- _Available records_

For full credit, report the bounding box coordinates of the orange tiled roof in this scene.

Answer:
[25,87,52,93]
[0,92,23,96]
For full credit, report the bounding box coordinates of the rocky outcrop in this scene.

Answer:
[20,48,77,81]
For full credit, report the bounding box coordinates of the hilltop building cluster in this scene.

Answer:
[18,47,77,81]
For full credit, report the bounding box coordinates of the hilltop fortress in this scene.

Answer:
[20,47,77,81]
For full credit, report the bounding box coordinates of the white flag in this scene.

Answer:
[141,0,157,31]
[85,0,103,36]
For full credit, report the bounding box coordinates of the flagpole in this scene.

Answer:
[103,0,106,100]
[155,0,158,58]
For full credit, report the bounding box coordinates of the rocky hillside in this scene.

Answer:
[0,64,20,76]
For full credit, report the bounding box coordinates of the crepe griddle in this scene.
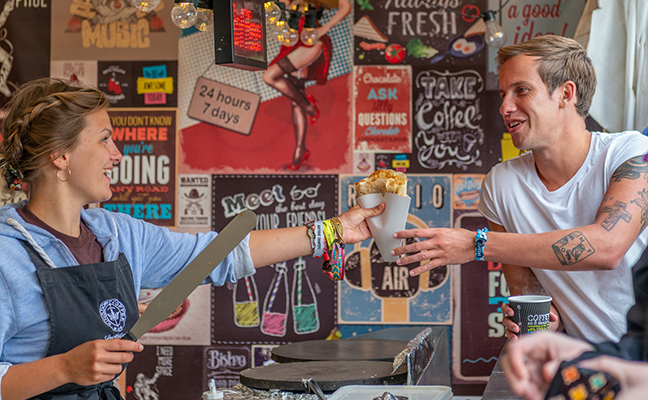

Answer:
[272,339,407,364]
[240,361,407,392]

- _Short task_
Transcribe the material word for word, starting at the line holding "hillside in this scene." and running through its last line, both included. Omit the picture.

- _Task output_
For full credit, report the bounding box coordinates of the rocky hillside in this scene.

Answer:
[0,64,20,76]
For full credit, report the bounding box coordinates of the crepe griddle in this scene.

Answer:
[272,339,407,364]
[240,361,407,392]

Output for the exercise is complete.